Re: [Patch, aarch64] v6: Preparatory patch to place target independent and,dependent changed code in one file

Ajit Agarwal Sat, 18 May 2024 02:00:49 -0700

Hello Richard:

On 17/05/24 11:07 pm, Richard Sandiford wrote:
> Ajit Agarwal <[email protected]> writes:
>> Hello Alex/Richard:
>>
>> All review comments are addressed.
>>
>> Common infrastructure of load store pair fusion is divided into target
>> independent and target dependent changed code.
>>
>> Target independent code is the Generic code with pure virtual function
>> to interface between target independent and dependent code.
>>
>> Target dependent code is the implementation of pure virtual function for
>> aarch64 target and the call to target independent code.
>>
>> Bootstrapped and regtested on aarch64-linux-gnu.
>>
>> Thanks & Regards
>> Ajit
> 
> Thanks for the patch and thanks to Alex for the reviews.  The patch
> looks good to me apart from the minor nits below and the comments that
> Alex had.  Please post the updated patch for a final ok though.
> 
>> aarch64: Preparatory patch to place target independent and
>> dependent changed code in one file
>>
>> Common infrastructure of load store pair fusion is divided into target
>> independent and target dependent changed code.
>>
>> Target independent code is the Generic code with pure virtual function
>> to interface betwwen target independent and dependent code.
▬▬▬▬▬▬
**Exercises to complete**
[A] Replace "pure virtual function" with "abstract method" in the patch reply and write out the part that begins at the words "On 17/05/24 11:07" and stops after "target independent code.".
[B] Copy the outline entries exactly, from the line that contains "Outline every instance of the white truck." through the line that contains "94), (251, 108)]]", both included, and leave the pictures out of your answer.

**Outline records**
▬▬▬▬▬▬
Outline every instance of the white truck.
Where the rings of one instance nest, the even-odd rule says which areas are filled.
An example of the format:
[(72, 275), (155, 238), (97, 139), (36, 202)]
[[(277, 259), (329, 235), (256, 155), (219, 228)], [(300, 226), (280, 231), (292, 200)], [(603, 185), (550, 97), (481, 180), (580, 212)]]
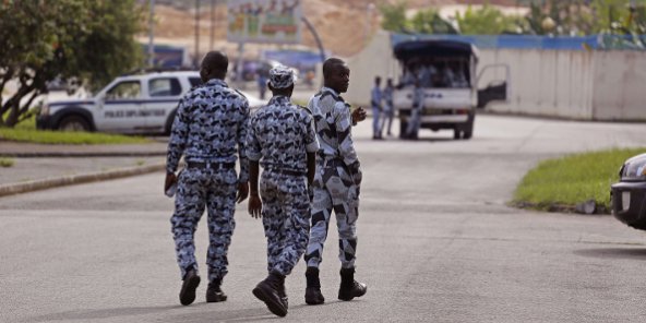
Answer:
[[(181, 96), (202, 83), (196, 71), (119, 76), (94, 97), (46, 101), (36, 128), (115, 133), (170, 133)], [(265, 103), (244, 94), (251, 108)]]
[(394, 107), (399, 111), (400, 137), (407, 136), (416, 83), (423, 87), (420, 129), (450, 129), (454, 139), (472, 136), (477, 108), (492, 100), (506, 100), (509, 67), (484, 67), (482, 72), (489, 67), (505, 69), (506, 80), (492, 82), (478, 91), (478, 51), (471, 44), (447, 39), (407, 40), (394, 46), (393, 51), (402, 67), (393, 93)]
▬▬▬▬▬▬
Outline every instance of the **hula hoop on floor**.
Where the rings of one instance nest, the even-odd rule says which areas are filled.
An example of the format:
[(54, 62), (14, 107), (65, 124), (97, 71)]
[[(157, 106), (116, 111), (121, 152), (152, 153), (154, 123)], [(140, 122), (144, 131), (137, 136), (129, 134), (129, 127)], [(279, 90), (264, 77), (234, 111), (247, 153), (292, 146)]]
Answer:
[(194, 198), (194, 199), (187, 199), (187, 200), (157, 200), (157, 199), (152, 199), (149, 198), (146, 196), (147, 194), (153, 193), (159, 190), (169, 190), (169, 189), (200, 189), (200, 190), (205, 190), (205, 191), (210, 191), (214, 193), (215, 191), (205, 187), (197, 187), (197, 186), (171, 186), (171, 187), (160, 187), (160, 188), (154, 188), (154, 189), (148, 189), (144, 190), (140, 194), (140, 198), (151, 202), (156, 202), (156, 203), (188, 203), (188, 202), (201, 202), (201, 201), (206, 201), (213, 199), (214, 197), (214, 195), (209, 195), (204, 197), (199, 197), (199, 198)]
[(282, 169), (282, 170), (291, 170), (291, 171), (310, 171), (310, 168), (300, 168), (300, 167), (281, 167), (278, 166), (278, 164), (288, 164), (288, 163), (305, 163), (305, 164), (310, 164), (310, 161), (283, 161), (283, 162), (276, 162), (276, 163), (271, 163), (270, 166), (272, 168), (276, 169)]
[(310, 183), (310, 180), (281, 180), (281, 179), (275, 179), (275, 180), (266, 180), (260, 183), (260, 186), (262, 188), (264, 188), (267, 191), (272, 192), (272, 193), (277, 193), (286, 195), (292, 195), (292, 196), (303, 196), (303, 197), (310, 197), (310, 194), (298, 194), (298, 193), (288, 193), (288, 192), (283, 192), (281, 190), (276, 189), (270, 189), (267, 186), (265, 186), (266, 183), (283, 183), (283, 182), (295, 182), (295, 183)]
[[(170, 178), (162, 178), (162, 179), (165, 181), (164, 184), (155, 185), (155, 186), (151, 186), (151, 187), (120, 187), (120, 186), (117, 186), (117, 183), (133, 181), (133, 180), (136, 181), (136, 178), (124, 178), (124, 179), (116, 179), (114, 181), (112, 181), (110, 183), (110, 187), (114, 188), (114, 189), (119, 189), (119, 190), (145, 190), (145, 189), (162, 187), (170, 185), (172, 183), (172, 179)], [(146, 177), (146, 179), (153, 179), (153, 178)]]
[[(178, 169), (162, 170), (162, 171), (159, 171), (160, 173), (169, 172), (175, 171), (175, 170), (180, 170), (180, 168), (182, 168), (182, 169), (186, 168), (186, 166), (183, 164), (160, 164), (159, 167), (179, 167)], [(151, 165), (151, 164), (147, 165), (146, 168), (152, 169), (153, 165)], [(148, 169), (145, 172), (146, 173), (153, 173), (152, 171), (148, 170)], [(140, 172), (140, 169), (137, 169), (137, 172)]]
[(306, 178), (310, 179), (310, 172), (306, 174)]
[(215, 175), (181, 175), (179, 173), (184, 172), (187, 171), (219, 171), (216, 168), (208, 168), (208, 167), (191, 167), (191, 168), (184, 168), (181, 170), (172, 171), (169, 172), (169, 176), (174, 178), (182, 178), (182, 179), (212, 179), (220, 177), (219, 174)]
▬▬▬▬▬▬
**In response**
[A]
On 17/05/24 11:07 pm, Richard Sandiford wrote:
> Ajit Agarwal <[email protected]> writes:
>> Hello Alex/Richard:
>>
>> All review comments are addressed.
>>
>> Common infrastructure of load store pair fusion is divided into target
>> independent and target dependent changed code.
>>
>> Target independent code is the Generic code with abstract method
>> to interface between target independent and dependent code.
>>
>> Target dependent code is the implementation of abstract method for
>> aarch64 target and the call to target independent code.

[B]
Outline every instance of the white truck.
Where the rings of one instance nest, the even-odd rule says which areas are filled.
An example of the format:
[(72, 275), (155, 238), (97, 139), (36, 202)]
[[(277, 259), (329, 235), (256, 155), (219, 228)], [(300, 226), (280, 231), (292, 200)], [(603, 185), (550, 97), (481, 180), (580, 212)]]
Answer:
[[(181, 96), (202, 83), (196, 71), (119, 76), (94, 97), (46, 101), (36, 128), (115, 133), (170, 133)], [(265, 103), (244, 94), (251, 108)]]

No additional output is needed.